> _Task requirements_: Of the lines below, copy those that hold the word "arch".

> _Dataset extract_:
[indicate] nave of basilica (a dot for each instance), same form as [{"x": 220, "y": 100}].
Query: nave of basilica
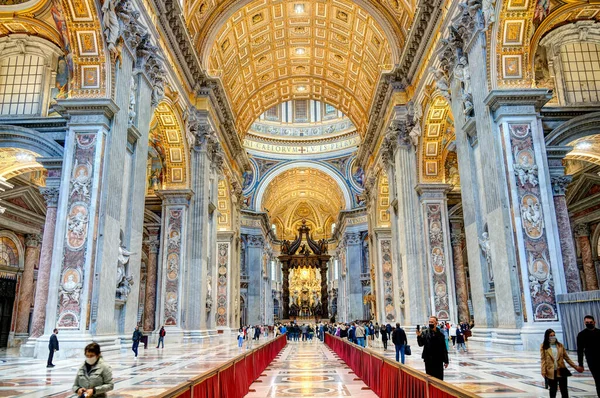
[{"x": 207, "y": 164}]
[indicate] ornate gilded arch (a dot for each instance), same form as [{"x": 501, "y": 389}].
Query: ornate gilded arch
...
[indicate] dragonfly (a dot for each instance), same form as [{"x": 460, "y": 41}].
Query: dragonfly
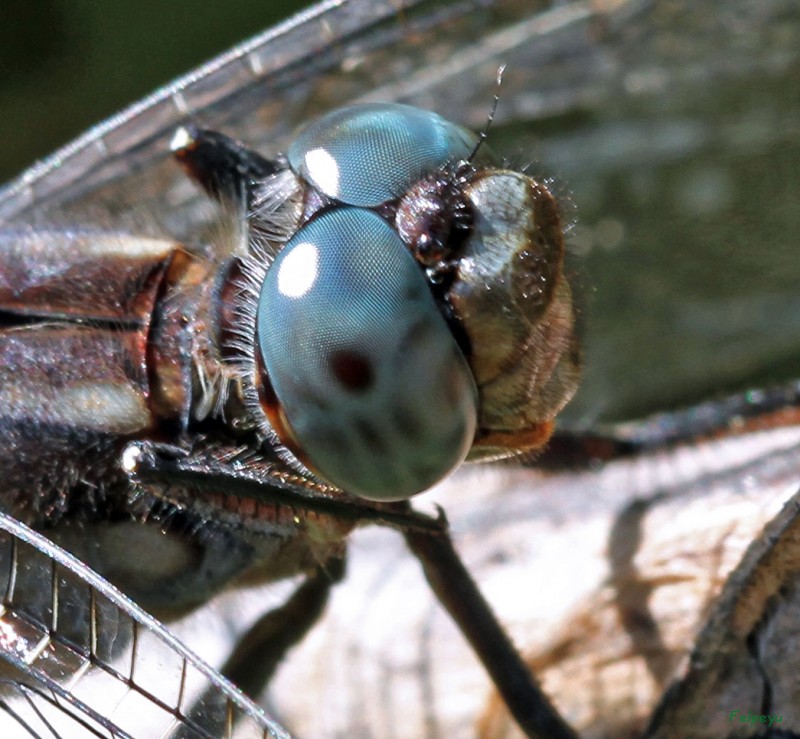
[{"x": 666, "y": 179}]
--
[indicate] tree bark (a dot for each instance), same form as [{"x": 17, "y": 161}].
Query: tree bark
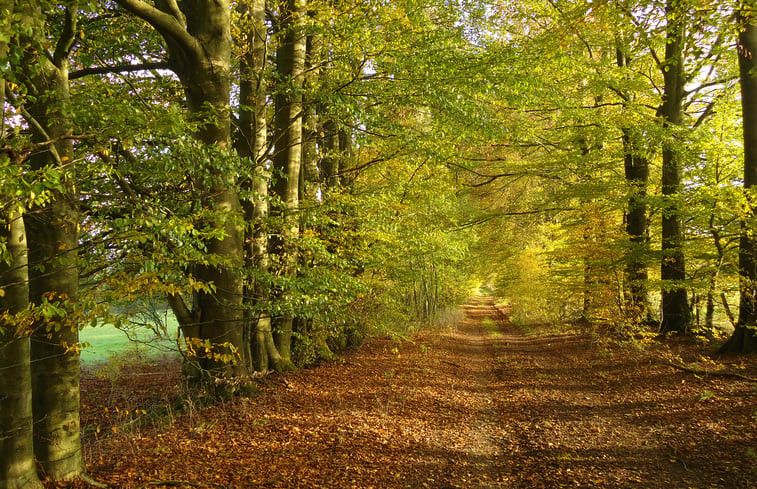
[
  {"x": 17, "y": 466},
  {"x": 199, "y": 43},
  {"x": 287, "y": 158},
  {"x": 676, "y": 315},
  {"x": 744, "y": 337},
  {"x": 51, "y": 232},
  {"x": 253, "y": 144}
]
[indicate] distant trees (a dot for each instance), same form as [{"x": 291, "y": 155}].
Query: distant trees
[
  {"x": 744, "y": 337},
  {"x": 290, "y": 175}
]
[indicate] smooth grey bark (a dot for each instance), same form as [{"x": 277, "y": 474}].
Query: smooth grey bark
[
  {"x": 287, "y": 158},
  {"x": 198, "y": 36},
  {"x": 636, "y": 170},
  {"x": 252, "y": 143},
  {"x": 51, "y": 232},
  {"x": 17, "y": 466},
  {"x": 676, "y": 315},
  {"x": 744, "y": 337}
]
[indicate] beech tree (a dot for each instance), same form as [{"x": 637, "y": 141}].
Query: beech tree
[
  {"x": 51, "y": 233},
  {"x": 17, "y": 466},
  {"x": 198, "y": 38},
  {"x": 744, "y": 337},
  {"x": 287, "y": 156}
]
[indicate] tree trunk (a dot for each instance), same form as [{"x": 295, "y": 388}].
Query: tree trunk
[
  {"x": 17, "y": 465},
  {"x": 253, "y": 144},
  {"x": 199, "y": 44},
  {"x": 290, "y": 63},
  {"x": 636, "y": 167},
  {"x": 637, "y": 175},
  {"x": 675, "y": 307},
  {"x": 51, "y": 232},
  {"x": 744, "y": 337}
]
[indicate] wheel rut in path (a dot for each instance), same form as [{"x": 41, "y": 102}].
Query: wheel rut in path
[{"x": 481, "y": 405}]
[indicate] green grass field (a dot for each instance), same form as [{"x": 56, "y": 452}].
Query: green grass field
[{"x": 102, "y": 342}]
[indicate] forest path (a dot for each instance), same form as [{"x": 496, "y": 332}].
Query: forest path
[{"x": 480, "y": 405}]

> _Reply to the task_:
[indicate] ornate gilded arch (a dot for each instance), same form as [{"x": 501, "y": 389}].
Query: ornate gilded arch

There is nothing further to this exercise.